* [INSTRUCTION]: Count the lines in the items below that contain the string "black", with case counting, and give only the number.

* [RECORDS TO PROCESS]:
● ● ● ● ● ● ●

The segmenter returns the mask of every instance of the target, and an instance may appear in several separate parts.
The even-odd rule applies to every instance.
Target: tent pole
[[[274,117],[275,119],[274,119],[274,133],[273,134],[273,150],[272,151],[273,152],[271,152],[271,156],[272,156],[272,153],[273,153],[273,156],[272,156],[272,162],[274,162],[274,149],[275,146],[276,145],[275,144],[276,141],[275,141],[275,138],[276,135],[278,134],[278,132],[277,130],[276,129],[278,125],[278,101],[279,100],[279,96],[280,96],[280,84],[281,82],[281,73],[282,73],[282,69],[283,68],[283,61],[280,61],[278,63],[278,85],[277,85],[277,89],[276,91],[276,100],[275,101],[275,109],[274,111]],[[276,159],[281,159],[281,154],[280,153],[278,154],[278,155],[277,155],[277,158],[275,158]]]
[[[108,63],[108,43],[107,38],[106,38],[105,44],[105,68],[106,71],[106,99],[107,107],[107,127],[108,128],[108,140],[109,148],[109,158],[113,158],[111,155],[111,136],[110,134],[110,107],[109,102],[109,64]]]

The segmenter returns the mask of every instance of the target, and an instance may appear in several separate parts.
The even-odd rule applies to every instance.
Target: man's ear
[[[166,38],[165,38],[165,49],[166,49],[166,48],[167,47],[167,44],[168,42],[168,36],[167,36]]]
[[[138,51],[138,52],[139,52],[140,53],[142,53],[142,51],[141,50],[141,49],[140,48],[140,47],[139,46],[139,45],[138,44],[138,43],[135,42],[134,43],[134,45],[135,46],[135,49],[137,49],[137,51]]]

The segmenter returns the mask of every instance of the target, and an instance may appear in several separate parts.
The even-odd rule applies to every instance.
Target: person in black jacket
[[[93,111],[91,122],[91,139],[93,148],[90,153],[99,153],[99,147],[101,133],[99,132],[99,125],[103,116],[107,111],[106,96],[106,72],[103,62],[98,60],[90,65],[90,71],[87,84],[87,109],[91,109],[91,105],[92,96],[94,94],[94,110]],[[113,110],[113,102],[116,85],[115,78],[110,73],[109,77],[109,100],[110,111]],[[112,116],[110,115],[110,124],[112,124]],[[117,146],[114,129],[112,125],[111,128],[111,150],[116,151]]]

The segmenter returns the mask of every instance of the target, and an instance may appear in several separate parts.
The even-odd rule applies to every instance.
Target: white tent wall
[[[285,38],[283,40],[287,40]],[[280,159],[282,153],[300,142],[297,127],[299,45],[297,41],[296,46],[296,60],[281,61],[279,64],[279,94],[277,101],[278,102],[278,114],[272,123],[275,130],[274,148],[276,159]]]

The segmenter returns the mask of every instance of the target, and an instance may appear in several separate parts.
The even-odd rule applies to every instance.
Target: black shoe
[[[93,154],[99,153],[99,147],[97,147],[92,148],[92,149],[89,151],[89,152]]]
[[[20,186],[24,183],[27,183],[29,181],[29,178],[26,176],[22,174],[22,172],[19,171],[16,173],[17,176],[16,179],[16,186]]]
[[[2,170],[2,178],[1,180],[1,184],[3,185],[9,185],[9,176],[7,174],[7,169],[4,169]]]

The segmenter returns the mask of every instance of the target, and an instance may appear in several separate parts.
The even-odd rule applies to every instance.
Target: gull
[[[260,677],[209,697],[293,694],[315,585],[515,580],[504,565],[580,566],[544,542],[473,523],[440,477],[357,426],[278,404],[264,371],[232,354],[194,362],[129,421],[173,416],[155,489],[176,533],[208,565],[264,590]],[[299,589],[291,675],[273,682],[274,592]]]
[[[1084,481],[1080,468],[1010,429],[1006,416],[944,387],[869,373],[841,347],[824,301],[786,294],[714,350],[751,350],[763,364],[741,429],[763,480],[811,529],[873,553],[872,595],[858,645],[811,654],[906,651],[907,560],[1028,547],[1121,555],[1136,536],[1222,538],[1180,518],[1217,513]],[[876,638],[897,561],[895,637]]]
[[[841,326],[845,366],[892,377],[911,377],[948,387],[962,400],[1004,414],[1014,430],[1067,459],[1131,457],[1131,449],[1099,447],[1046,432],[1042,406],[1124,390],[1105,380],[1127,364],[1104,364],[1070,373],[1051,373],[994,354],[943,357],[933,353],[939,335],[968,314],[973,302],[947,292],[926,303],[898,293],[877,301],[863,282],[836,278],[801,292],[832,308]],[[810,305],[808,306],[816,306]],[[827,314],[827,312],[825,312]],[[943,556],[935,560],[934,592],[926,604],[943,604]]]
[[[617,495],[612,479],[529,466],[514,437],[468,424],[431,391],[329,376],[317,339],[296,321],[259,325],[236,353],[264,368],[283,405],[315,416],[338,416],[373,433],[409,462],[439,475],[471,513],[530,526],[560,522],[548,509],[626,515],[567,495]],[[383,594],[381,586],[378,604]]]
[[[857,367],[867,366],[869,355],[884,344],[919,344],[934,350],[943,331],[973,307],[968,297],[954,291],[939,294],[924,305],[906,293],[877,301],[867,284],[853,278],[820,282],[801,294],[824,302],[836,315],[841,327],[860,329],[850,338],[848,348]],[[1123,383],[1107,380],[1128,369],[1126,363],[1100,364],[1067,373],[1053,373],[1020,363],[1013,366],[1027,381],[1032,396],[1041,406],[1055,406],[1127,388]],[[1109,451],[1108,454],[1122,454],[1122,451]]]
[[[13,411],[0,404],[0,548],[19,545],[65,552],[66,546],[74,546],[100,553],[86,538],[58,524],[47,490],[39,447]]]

● ● ● ● ● ● ●

* [SOLUTION TO THE PROBLEM]: 2